- Document section
BEGIN

Any time someone gives you a rate for anything, it’s been
jiggered. The unemployment rate is a well-known
example. In 2012 the reported unemployment rate was around 8%. If I take the
total reported employment of around
134,000,000 then apply it to the total population between 20 and 64 of about
162,000,000 I get around 17%. That seems a little high for 2012 but it
gives you an idea of the variance. At this point economists start throwing
smoke. Most economics seems to be
disputes about rates. Disability, yadda
yadda, looking for work, employability, underemployment, I’ve known a lot of
deranged people who have jobs. A good
rule of thumb seems to be double the reported rate. Google real unemployment
and double the rate seems the general conclusion.
Given the tremendous amount of data available and studied we
should have immediate, accurate and complete information segmented across any
desired index of our unemployment. Given
that we don’t it is obvious that we don’t want this information. We have
national job search sites, Monster, LinkedIn, Dice, which should be able to
show employment rates and active job searchers by profession. Why aren't these
numbers publicly available?
Earnings are another notorious quagmire. Security
Analysis, the legendary book by Graham and Dodd, is essentially a diatribe
on the difficulty of reading company reports. Investors want to see a smooth
earnings curve, so management spends most of its time trying to fit its real
revenue into that form. Inevitably there
is a disaster, the company takes a bath, reveals all its bad news and then goes
back to building its earnings curve.
Knowing this, are you more likely to trust a company reporting gyrating
earnings-or would you regard it as management not being smart enough to play
the game?

END

- Problems to solve
- 1) Name every national job search site mentioned in the passage on reported rates.
- 2) According to the passage on reported rates, what rule of thumb applies to the reported unemployment rate?
- 3) Extract the portion of the passage on reported rates that begins at the words "Earnings are another" and stops after "its earnings curve.".

- Excerpted data

BEGIN

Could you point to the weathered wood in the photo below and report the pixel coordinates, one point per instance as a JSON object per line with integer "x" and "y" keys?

END
BEGIN

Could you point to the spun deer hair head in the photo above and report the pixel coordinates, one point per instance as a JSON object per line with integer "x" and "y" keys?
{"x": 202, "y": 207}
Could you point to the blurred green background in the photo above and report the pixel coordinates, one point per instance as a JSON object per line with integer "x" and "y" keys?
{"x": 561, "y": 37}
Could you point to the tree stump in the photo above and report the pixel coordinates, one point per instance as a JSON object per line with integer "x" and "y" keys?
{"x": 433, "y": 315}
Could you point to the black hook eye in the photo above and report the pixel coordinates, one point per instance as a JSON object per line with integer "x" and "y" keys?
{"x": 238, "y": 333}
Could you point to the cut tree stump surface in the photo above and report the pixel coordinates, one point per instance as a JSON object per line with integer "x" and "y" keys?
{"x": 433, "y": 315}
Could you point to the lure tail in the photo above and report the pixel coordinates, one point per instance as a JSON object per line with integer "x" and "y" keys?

END
BEGIN

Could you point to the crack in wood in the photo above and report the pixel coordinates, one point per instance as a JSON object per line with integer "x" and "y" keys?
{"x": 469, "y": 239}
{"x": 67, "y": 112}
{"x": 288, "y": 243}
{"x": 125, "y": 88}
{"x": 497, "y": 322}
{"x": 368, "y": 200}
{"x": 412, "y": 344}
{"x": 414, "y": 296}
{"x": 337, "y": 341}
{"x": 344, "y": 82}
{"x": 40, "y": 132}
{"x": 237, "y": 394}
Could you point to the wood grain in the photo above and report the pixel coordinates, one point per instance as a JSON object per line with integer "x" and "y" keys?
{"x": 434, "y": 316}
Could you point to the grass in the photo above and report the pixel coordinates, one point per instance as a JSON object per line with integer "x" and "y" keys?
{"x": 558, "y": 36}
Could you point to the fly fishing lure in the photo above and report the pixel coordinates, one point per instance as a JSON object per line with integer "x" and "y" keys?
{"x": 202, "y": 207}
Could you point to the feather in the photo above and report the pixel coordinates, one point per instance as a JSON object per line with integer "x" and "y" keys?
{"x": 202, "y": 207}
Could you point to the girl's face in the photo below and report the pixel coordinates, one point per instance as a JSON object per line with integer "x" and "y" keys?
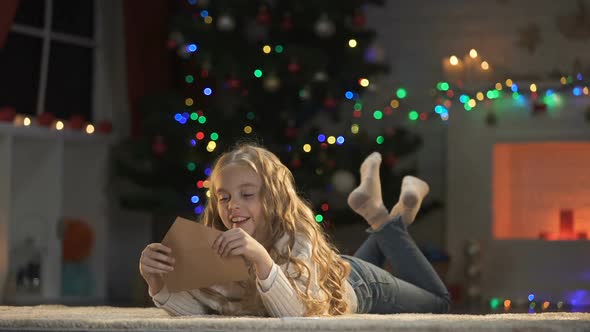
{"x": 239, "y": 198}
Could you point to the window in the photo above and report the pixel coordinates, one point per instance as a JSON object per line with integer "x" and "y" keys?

END

- Answer list
- 1) Monster, LinkedIn, Dice

- 2) Double the reported rate.

- 3)
Earnings are another notorious quagmire. Security
Analysis, the legendary book by Graham and Dodd, is essentially a diatribe
on the difficulty of reading company reports. Investors want to see a smooth
earnings curve, so management spends most of its time trying to fit its real
revenue into that form. Inevitably there
is a disaster, the company takes a bath, reveals all its bad news and then goes
back to building its earnings curve.